Which lines in the records below contain the word "dark"? Select each one and copy it, treating uppercase and lowercase as different.

.....

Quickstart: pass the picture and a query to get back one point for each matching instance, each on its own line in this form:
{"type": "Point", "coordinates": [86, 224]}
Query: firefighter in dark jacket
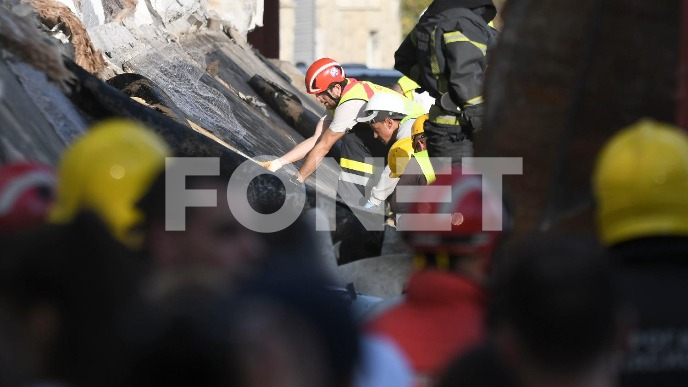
{"type": "Point", "coordinates": [445, 54]}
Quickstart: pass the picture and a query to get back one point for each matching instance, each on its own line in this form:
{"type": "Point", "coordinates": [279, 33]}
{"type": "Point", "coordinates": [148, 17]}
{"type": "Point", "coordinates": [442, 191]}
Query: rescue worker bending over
{"type": "Point", "coordinates": [344, 98]}
{"type": "Point", "coordinates": [409, 162]}
{"type": "Point", "coordinates": [387, 115]}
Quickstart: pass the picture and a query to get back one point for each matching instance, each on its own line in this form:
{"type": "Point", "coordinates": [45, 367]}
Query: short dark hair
{"type": "Point", "coordinates": [557, 294]}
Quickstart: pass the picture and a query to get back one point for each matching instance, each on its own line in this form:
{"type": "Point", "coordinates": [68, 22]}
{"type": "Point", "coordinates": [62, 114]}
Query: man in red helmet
{"type": "Point", "coordinates": [27, 190]}
{"type": "Point", "coordinates": [442, 314]}
{"type": "Point", "coordinates": [345, 99]}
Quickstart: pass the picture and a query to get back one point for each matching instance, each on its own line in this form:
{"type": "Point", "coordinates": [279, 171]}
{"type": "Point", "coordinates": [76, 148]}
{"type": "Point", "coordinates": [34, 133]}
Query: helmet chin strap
{"type": "Point", "coordinates": [336, 100]}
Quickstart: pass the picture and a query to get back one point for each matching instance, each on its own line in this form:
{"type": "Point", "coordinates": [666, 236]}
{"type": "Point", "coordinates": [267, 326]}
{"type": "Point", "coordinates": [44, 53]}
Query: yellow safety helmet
{"type": "Point", "coordinates": [399, 156]}
{"type": "Point", "coordinates": [418, 125]}
{"type": "Point", "coordinates": [107, 171]}
{"type": "Point", "coordinates": [640, 183]}
{"type": "Point", "coordinates": [407, 85]}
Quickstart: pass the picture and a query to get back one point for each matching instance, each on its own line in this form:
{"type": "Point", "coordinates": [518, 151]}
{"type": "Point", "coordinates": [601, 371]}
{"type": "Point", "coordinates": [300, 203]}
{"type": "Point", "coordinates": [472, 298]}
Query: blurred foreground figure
{"type": "Point", "coordinates": [27, 190]}
{"type": "Point", "coordinates": [446, 297]}
{"type": "Point", "coordinates": [641, 189]}
{"type": "Point", "coordinates": [106, 172]}
{"type": "Point", "coordinates": [557, 314]}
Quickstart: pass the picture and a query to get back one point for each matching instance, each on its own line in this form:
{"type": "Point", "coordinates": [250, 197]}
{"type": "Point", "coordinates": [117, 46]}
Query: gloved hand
{"type": "Point", "coordinates": [474, 114]}
{"type": "Point", "coordinates": [272, 166]}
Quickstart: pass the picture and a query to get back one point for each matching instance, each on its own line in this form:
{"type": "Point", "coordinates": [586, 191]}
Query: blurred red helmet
{"type": "Point", "coordinates": [456, 215]}
{"type": "Point", "coordinates": [321, 74]}
{"type": "Point", "coordinates": [27, 190]}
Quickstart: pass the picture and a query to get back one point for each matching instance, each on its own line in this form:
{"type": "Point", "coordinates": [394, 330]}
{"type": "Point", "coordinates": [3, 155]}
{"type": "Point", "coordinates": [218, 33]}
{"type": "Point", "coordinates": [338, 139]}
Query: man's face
{"type": "Point", "coordinates": [327, 98]}
{"type": "Point", "coordinates": [384, 130]}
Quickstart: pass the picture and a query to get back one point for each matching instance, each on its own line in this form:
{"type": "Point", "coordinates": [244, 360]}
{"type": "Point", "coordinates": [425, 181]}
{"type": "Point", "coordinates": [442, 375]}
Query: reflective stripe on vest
{"type": "Point", "coordinates": [356, 165]}
{"type": "Point", "coordinates": [425, 165]}
{"type": "Point", "coordinates": [456, 36]}
{"type": "Point", "coordinates": [362, 90]}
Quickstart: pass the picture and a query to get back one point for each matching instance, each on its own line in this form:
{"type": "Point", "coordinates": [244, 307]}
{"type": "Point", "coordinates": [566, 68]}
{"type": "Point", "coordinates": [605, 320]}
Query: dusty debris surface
{"type": "Point", "coordinates": [193, 79]}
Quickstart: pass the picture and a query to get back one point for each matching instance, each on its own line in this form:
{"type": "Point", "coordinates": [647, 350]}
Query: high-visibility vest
{"type": "Point", "coordinates": [425, 165]}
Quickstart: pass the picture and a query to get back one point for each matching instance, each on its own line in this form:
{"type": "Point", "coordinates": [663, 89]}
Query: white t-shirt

.....

Exercise output:
Query: firefighter in dark jacket
Query: short dark hair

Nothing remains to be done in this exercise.